*Brano*
------------------------------------------------
02 ottobre 2010

Cosa pubblica

La rilettura della filosofia di Hannah Arendt da parte dello studioso Miguel Abensour consente di mettere a fuoco una visione dell'agire politico che non ha lo scopo di edificare una «buona società», ma l'affermazione della libertà dei singoli
di Mario Pezzella
Ricostruendo il suo cammino intellettuale, nell'ultimo libro Pour une Philosophie politique critique, Abensour ricorda quanto decisivo sia stato il suo confronto con l'opera di Hannah Arendt: «Dovevo approfondire la questione così nuova della natalità, prendere le misure dell'antiplatonismo della Arendt e valutare ciò che significava il gesto, a prima vista sconcertante, che consisteva nell'andare a cercare la filosofia politica di Kant nella Critica del giudizio».
------------------------------------------------
*Estratto dei dati*
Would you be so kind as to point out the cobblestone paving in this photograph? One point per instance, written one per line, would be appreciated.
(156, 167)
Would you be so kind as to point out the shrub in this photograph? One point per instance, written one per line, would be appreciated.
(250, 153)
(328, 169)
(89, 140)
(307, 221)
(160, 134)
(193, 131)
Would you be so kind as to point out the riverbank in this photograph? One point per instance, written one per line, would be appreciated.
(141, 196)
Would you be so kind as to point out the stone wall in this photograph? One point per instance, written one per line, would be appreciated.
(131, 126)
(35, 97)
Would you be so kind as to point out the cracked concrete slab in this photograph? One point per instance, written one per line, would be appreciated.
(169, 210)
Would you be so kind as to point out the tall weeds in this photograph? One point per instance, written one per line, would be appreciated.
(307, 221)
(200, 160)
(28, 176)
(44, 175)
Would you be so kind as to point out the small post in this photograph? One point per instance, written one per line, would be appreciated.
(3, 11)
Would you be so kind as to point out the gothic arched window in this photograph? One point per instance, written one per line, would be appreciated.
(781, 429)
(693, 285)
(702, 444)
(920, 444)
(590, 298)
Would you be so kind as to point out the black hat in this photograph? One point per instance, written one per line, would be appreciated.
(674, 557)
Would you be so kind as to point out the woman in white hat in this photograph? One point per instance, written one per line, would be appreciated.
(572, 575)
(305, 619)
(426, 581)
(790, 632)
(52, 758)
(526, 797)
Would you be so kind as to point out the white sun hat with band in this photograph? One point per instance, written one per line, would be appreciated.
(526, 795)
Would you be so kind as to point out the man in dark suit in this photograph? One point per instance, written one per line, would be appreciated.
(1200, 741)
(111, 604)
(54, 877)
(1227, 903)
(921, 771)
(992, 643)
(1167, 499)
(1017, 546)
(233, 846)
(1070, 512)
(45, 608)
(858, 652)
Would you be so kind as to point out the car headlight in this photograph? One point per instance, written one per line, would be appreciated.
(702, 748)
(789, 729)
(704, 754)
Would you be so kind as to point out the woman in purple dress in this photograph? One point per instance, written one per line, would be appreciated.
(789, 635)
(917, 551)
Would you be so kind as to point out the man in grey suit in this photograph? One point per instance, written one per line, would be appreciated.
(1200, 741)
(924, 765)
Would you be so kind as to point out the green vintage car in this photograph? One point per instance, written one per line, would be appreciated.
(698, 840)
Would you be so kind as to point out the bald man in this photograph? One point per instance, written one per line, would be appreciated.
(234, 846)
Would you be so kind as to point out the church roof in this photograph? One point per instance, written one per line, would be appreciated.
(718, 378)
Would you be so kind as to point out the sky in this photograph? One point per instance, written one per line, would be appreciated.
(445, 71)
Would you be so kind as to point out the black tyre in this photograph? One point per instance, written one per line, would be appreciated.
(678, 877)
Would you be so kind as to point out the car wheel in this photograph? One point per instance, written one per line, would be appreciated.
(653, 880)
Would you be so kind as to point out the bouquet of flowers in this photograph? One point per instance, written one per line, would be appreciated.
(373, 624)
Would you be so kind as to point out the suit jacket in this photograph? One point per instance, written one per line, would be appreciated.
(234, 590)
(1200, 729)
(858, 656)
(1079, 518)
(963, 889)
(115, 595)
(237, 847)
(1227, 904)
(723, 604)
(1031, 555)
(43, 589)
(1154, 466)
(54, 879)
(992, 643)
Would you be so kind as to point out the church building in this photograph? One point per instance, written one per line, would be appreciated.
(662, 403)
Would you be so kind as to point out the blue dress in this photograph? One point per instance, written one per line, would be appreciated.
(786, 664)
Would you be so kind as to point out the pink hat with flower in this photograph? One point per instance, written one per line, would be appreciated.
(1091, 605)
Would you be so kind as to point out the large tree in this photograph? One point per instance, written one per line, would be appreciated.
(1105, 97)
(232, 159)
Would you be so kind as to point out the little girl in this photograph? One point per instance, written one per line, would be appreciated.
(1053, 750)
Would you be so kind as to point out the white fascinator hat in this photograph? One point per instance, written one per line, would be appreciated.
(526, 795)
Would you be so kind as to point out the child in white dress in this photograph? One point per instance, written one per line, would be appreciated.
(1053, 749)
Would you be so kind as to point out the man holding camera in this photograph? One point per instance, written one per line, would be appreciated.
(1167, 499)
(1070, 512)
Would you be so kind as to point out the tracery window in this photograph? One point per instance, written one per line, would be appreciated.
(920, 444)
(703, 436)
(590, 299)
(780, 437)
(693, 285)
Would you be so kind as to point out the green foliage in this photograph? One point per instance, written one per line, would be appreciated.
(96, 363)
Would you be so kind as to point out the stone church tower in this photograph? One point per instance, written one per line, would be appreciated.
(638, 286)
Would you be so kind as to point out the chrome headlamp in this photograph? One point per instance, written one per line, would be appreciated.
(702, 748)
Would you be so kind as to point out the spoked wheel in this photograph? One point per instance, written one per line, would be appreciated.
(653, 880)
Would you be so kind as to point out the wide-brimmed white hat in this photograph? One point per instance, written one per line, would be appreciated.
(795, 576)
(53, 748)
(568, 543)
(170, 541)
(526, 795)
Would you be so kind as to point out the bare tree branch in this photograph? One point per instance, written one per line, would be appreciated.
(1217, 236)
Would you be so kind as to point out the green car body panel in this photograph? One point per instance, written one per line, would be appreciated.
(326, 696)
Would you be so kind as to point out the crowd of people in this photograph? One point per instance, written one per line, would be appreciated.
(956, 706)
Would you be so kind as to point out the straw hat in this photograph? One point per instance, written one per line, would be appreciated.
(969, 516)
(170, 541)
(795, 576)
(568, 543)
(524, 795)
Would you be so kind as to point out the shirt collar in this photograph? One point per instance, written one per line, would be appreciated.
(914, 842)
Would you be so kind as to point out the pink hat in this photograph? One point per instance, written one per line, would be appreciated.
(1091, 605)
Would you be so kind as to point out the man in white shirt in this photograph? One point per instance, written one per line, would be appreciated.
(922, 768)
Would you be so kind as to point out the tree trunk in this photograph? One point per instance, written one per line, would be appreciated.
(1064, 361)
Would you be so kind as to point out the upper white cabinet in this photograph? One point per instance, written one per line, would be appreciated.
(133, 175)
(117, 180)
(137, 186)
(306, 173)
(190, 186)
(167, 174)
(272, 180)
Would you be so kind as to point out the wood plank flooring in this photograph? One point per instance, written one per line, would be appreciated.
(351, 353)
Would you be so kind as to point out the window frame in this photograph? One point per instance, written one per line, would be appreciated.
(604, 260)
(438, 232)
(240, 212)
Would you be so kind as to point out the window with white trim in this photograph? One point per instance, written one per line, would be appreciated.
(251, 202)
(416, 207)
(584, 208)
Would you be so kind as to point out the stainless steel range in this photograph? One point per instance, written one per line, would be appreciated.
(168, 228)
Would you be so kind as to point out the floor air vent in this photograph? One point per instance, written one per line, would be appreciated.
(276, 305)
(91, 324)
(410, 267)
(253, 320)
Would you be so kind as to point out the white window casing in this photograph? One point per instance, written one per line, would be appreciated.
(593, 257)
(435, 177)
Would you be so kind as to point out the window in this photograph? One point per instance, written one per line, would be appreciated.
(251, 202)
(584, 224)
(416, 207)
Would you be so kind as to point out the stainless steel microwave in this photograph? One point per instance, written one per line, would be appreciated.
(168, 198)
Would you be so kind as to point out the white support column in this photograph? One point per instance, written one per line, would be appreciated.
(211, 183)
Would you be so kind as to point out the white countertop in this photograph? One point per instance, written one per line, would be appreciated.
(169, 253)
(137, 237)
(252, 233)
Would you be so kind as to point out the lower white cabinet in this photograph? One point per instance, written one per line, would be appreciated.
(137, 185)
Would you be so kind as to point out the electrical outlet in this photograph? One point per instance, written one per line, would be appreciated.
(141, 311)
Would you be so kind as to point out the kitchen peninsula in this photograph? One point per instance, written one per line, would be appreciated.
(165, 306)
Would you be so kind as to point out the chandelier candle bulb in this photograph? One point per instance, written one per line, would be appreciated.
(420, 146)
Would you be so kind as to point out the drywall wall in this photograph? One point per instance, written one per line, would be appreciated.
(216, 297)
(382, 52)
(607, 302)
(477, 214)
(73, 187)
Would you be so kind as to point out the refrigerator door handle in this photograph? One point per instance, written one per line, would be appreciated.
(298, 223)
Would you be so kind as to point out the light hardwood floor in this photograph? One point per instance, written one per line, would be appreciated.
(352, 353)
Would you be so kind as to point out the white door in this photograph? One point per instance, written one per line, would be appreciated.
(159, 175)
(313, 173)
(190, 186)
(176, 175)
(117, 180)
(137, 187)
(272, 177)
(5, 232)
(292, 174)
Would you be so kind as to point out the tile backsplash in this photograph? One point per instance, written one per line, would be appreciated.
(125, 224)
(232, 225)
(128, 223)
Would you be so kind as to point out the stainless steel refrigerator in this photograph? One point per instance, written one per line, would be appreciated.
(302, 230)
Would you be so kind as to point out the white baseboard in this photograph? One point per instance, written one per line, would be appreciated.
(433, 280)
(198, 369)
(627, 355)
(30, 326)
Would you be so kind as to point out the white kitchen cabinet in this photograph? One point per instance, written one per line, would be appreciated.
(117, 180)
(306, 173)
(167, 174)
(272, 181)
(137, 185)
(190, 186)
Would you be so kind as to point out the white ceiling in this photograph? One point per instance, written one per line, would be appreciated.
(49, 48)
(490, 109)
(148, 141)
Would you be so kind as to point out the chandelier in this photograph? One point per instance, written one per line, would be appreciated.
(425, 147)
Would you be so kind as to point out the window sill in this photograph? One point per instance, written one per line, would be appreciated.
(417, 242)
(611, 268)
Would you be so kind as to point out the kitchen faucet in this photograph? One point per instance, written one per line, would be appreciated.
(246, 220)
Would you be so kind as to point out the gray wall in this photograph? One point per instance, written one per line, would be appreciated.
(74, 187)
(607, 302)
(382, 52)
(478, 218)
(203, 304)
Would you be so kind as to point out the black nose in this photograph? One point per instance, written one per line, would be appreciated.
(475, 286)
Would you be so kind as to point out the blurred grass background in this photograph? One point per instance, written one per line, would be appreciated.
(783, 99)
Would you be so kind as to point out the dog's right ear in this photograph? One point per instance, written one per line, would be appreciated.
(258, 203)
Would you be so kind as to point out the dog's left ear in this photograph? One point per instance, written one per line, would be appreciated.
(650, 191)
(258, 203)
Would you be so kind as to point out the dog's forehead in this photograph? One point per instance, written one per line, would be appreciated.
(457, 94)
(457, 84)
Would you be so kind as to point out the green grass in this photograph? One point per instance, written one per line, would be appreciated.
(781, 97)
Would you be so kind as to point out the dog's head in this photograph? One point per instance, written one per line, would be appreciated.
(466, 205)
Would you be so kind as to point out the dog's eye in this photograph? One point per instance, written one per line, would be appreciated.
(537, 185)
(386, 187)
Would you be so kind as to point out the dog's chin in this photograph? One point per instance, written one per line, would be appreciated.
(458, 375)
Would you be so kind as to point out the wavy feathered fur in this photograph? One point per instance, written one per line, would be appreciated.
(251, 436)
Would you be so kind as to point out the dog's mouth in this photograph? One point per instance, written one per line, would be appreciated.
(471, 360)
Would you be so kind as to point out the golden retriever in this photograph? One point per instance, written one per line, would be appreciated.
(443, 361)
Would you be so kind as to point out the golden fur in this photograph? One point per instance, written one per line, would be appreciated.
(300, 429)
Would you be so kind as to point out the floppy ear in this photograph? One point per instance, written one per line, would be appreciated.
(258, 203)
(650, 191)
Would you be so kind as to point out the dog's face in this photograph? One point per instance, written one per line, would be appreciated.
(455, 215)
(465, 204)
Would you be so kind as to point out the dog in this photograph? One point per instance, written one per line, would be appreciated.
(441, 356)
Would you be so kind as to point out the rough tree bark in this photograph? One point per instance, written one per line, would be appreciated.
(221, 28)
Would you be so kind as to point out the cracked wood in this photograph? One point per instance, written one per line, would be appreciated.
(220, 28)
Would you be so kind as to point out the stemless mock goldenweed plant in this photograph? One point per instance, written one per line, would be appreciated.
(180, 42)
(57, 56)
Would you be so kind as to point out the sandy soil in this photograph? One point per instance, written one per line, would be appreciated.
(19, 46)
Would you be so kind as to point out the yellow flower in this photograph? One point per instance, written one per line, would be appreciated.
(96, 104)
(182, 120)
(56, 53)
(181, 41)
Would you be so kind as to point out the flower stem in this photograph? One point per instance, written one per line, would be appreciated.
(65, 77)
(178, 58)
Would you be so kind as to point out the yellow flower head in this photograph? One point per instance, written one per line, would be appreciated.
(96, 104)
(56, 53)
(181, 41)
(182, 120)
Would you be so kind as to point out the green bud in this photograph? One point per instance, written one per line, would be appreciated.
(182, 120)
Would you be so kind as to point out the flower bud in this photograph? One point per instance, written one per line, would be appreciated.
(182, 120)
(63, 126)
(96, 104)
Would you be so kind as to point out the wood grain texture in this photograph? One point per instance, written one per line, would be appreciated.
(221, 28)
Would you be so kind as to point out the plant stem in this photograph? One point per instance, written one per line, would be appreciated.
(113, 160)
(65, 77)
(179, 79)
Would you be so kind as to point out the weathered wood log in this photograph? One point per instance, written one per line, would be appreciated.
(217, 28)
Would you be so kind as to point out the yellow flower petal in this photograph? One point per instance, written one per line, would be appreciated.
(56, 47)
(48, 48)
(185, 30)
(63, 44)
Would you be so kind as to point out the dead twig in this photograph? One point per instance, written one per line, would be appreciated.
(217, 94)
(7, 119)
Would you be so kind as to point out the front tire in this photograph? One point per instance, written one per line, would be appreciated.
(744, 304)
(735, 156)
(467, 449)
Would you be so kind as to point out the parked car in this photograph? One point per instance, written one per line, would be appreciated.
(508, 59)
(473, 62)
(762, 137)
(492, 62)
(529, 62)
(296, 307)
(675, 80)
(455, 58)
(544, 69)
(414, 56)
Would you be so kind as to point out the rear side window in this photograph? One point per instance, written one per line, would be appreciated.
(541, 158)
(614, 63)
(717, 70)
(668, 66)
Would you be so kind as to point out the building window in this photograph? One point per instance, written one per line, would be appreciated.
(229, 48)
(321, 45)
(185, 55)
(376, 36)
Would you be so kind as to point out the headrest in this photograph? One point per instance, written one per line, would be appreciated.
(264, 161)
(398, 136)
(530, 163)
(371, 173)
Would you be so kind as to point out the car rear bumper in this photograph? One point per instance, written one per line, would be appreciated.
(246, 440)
------------------------------------------------
*Compiti da svolgere*
A. Riscriva in forma più concisa il paragrafo del brano che inizia con «Ricostruendo il suo cammino intellettuale», conservandone i fatti principali.
B. Fornisca il seguito del brano su Hannah Arendt e Miguel Abensour.

*Elenco delle risposte*
A. Nell'ultimo libro, Pour une Philosophie politique critique, Abensour definisce decisivo il confronto con Hannah Arendt. Questo confronto lo portò ad approfondire la nuova questione della natalità e a misurare l'antiplatonismo arendtiano. Lo spinse inoltre a valutare la scelta, a prima vista sconcertante, di cercare la filosofia politica di Kant nella Critica del giudizio.

B.
Abensour aveva negli Settanta approvato la rinascita della «filosofia politica», come antidoto a una concezione sociologica o economicista dell'azione storica; successivamente, egli non ha condiviso la sua trasformazione in disciplina accademica e il tentativo di giustificare la concezione liberale e parlamentare della democrazia come l'unica pensabile e possibile. Lo studio della Arendt gli permette di elaborare il suo pensiero, di giungere prima a una «critica della filosofia politica», e poi - in positivo - a una filosofia politica critica. La Arendt, così riletta da Abensour, appare come la pensatrice di una moltitudine insorgente e radicale, critica verso ogni forma di democrazia formale e spettacolare, pronta a opporre il suo momento istituente e creativo a quello inerte e costituito dello Stato.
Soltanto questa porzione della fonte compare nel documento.